[DIRECTION]
Retype the forum post on the disabled LACP interface group from "We've disabled and" up to and including "extract is below.".

--- BEGIN GIVEN TEXT ---

Hi
I have an issue with an ifgrp configured as LACP on a FAS8020 controller in cluster mode. Each controller has e0c and e0d configured as LACP, however, one of my ifgrp's which is on node1 is showing as disabled, although when i check both e0c and e0d ports individually, they both show status as UP. Both connections link back to separate Juniper switches of which both ports show in the UP state but status as ATTACHED. The ifgrp that is working on controller node 2 is showing port and ifgrp status UP and on the juniper switches as status COLLECTING DISTRIBUTING.
Everything was working fine up until a few days ago when the all my lifs that where on the ifgrp on controller node 1 that is no longer working failed over one night.
We've disabled and enabled the ports from the switches and also from the netapp controller for e0c, e0d and the ifgrp. Our networks guys have checked their config and logs and that all seems to be fine. I've pulled down the LACP log from controller node 1, part extract is below.
So let me break this down, both configurations are identical and have been working fine for a while until a few days ago.
Controller node 1 -
ifgrp a0a : comprises of e0c and e0d in LACP mode. Was working perfectly, but is now in disabled state. Both e0c and e0d are in up state
Controller node 2 -
ifgrp a0b : comprises of e0c and e0d in LACP mode. a0b status is enabled. Both e0c and e0d are in up state
Extract from LACP log controller node 1
---
2016-07-29 03:23:42: ERROR: lag_link_up_to_down (e0d)
2016-07-29 03:23:42: ERROR: lag_link_up_to_down (e0c)
2016-07-29 03:23:42: ERROR: lag_link_up_to_down (e0c)
2016-07-29 03:23:42: ERROR: lag_link_up_to_down (e0d)
2016-07-29 02:32:22: ERROR: Rx_machine (Actor- Remote device, Partner- Local):
LAG_PKT: View of partner incorrect:e0c moving select to unselected
Actor - SysPri:127 , SysID: , key: 247, PortPri: 127, PortID:52
Actv:1 ,Timeout:1, Agg:1, Sync:0, Coll:0, Dist:0, Default:0, Expired:0
Partner - SysPri:1 , SysID: , key: 1, PortPri: 0, PortID:2
Actv:1 ,Timeout:0, Agg:1, Sync:0, Coll:0, Dist:0, Default:1, Expired:1
---
2016-07-29 02:32:22: ERROR: Prev_stored (Actor- Local, Partner- Remote device):
LACP state information: e0c
Actor - SysPri:1 , SysID: , key: 1, PortPri: 0, PortID:2
Actv:1 ,Timeout:0, Agg:1, Sync:0, Coll:0, Dist:0, Default:1, Expired:1
Partner - SysPri:0 , SysID: 0:0:0:0:0:0, key: 0, PortPri: 0, PortID:0
Actv:0 ,Timeout:1, Agg:1, Sync:0, Coll:0, Dist:0, Default:0, Expired:0
---
2016-07-29 02:32:22: ERROR: Rx_machine (Actor- Remote device, Partner- Local):
LAG_PKT: e0c setting partner port sync to FALSE
Actor - SysPri:127 , SysID: , key: 247, PortPri: 127, PortID:52
Actv:1 ,Timeout:1, Agg:1, Sync:0, Coll:0, Dist:0, Default:0, Expired:0
Partner - SysPri:1 , SysID: , key: 1, PortPri: 0, PortID:2
Actv:1 ,Timeout:0, Agg:1, Sync:0, Coll:0, Dist:0, Default:1, Expired:1
Please can someone point me in the right direction as to where the problem may be and a possible fix. Your input is greatly appreciated.
Cheers

--- END GIVEN TEXT ---
--- BEGIN RECORDS PROVIDED ---

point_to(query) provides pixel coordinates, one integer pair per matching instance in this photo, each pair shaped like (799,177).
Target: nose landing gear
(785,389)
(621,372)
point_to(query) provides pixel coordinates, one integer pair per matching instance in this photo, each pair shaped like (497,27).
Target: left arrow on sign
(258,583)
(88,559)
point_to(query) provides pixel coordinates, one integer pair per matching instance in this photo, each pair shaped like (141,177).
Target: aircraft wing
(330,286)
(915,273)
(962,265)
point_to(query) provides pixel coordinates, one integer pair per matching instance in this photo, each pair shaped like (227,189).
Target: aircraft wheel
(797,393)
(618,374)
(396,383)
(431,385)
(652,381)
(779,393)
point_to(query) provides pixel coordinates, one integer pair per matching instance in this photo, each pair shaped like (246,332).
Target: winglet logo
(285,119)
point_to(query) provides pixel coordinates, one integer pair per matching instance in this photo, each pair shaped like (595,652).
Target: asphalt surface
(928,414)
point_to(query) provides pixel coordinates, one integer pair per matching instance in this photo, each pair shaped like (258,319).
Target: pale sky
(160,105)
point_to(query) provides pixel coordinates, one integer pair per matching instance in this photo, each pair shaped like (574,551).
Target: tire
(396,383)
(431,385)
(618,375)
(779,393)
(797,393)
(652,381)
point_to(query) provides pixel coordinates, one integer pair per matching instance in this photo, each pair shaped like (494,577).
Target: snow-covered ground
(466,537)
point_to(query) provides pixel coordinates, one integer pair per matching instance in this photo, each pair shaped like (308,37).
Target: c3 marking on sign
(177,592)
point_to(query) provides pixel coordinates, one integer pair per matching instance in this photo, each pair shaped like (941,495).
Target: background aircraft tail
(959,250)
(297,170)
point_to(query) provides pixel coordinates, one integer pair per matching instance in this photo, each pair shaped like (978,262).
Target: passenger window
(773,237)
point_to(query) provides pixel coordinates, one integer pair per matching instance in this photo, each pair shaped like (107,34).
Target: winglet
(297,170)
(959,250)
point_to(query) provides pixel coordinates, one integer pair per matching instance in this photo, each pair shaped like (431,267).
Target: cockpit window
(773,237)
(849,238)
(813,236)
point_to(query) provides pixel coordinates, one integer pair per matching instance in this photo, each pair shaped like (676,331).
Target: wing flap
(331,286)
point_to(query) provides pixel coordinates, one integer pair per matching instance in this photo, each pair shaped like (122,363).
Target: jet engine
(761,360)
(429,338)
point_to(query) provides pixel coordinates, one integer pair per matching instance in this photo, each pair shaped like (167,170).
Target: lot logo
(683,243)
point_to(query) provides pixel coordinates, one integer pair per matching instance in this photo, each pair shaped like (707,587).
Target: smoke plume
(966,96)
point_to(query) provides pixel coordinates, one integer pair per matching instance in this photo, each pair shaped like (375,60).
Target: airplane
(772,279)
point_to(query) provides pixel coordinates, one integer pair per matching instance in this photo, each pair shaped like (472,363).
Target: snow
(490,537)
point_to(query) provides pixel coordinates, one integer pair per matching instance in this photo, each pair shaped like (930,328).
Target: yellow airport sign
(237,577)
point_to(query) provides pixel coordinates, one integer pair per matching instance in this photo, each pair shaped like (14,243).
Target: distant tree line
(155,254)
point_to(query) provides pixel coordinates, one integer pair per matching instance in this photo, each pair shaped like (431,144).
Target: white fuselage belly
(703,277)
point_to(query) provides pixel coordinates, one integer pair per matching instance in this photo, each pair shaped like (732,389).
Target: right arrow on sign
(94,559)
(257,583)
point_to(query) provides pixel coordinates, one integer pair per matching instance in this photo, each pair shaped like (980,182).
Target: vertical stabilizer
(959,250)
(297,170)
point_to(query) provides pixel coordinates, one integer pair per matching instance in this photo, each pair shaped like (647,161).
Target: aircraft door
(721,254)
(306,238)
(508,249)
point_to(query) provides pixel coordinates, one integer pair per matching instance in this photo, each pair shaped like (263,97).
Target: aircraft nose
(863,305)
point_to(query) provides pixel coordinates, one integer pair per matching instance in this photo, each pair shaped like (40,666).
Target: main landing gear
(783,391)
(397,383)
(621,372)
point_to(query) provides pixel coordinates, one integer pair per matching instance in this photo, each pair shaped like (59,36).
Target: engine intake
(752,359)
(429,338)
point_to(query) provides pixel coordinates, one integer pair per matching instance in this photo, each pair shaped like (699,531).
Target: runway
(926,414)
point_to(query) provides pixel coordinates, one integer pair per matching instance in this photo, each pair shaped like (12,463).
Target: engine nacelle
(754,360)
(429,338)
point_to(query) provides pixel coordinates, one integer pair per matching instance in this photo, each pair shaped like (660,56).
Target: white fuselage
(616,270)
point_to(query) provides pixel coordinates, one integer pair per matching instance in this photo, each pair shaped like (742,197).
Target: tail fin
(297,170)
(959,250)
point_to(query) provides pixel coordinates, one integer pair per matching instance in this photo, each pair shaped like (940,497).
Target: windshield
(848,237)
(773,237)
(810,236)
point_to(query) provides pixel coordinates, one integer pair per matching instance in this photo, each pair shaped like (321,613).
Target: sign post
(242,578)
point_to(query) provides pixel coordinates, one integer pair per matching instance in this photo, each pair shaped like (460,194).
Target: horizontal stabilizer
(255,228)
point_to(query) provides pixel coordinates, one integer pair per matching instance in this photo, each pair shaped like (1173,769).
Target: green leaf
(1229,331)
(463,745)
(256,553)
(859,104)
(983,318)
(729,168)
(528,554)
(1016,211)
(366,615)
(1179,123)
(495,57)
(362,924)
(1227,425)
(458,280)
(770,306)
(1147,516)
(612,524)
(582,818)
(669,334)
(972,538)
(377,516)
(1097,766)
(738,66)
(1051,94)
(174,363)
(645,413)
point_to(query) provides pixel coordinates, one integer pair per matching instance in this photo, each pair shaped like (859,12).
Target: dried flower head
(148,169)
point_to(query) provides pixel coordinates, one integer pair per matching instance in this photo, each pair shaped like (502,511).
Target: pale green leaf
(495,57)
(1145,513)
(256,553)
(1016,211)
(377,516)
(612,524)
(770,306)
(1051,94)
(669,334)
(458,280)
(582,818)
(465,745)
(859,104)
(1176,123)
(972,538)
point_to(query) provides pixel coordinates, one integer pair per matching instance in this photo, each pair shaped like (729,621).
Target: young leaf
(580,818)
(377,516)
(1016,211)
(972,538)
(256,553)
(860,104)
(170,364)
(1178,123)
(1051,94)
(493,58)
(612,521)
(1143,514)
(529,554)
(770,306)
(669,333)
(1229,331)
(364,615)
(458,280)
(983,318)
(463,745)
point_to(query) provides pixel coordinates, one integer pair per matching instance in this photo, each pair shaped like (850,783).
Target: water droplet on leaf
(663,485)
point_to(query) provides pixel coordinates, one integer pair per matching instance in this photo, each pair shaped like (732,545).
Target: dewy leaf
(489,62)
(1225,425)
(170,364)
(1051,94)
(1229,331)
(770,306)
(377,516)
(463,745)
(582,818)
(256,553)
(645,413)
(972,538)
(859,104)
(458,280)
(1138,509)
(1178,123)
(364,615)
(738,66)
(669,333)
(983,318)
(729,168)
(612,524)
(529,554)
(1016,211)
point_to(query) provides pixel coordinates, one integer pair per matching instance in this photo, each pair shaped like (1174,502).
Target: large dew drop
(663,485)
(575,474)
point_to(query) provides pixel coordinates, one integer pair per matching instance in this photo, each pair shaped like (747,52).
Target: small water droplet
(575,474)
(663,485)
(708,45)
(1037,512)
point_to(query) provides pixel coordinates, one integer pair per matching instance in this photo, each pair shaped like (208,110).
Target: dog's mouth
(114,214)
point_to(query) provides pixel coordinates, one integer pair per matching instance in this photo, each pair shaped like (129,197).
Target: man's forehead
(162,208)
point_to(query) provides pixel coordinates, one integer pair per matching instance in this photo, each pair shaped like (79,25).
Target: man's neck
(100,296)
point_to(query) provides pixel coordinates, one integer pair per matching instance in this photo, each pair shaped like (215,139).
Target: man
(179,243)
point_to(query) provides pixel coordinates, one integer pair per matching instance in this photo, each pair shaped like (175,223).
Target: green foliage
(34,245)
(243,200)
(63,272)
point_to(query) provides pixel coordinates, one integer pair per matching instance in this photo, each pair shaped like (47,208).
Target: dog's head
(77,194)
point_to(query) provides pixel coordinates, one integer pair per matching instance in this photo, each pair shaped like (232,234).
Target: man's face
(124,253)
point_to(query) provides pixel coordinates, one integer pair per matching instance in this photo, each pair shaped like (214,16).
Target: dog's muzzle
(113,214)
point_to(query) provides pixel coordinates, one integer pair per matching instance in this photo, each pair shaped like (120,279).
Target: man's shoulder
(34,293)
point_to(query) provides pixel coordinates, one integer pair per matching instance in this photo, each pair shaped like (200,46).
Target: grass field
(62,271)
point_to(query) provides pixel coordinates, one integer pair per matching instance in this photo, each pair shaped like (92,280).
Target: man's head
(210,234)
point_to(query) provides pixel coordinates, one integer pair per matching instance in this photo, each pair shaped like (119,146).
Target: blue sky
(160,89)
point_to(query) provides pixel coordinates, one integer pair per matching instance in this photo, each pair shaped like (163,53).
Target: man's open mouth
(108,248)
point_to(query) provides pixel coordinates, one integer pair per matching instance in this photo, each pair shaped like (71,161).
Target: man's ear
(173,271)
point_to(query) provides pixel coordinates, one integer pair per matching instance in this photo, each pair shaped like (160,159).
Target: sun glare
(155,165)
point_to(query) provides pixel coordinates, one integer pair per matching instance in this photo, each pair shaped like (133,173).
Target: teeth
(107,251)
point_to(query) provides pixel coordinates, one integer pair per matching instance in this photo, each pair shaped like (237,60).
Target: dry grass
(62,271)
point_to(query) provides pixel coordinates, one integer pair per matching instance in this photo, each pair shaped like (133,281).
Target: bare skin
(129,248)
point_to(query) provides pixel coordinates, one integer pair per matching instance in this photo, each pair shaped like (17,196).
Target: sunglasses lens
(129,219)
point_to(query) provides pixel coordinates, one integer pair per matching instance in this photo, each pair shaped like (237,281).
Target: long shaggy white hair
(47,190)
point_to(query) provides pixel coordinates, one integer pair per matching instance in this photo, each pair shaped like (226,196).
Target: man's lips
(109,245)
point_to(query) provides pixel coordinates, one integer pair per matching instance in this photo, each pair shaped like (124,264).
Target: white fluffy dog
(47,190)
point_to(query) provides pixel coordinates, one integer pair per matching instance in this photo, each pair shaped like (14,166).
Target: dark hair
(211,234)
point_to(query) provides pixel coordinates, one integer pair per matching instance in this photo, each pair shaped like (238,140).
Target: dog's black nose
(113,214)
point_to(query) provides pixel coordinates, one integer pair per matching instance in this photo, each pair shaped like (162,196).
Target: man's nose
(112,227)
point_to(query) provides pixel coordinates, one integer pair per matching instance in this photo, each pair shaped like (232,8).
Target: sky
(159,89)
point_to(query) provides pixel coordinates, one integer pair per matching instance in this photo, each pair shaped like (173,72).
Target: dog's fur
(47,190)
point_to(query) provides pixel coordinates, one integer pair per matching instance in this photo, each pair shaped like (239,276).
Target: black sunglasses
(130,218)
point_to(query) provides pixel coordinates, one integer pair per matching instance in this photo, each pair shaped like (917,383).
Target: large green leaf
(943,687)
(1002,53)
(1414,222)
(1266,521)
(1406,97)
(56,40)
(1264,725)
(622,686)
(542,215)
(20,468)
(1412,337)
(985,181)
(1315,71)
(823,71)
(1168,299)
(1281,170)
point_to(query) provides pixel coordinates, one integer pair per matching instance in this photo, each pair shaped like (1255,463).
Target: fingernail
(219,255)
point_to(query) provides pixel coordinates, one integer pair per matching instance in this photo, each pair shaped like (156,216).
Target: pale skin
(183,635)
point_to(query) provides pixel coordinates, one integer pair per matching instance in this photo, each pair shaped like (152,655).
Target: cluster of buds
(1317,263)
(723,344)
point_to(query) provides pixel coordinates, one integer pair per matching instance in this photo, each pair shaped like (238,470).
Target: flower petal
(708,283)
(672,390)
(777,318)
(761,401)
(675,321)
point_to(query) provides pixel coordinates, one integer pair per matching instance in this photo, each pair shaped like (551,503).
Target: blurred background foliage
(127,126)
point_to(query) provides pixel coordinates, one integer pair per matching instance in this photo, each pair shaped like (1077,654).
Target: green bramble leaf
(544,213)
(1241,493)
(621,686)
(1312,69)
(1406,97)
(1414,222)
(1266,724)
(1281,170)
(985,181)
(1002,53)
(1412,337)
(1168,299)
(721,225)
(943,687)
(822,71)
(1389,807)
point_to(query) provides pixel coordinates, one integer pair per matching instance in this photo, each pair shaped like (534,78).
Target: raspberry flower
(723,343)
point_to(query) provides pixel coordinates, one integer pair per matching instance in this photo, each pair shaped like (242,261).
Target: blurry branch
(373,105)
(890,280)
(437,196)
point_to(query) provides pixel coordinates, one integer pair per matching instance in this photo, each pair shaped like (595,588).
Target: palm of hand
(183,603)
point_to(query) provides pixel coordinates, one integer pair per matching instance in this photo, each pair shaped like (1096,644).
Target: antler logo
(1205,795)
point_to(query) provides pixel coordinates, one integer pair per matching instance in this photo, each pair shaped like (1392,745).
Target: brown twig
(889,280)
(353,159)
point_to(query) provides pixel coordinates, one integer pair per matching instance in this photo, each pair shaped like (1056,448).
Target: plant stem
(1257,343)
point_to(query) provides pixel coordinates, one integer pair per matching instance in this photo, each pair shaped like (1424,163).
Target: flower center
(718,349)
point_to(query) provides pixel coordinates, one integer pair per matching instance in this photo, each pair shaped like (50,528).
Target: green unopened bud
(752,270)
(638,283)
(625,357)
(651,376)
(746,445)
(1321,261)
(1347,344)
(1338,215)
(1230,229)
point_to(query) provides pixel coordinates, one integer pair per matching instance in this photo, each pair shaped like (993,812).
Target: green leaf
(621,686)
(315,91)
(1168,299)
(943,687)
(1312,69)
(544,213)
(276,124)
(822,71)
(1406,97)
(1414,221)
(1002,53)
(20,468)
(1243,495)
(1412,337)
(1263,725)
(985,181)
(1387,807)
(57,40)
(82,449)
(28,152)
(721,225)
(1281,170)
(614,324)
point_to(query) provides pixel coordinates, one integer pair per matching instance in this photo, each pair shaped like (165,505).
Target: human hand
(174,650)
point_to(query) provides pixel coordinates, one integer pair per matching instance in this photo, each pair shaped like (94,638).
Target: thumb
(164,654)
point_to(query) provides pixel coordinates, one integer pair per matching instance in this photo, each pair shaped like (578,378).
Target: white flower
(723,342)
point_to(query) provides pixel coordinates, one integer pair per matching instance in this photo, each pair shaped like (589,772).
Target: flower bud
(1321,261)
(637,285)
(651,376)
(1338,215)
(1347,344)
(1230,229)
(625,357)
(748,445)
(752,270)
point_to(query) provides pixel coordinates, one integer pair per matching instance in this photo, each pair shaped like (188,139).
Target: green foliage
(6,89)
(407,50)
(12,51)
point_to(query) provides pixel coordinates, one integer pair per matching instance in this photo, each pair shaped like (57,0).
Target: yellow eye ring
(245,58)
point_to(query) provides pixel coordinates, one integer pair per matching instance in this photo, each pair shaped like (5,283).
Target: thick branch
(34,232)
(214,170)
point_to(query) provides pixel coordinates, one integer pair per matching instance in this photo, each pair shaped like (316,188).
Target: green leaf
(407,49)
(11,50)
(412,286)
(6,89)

--- END RECORDS PROVIDED ---

[SOLUTION]
We've disabled and enabled the ports from the switches and also from the netapp controller for e0c, e0d and the ifgrp. Our networks guys have checked their config and logs and that all seems to be fine. I've pulled down the LACP log from controller node 1, part extract is below.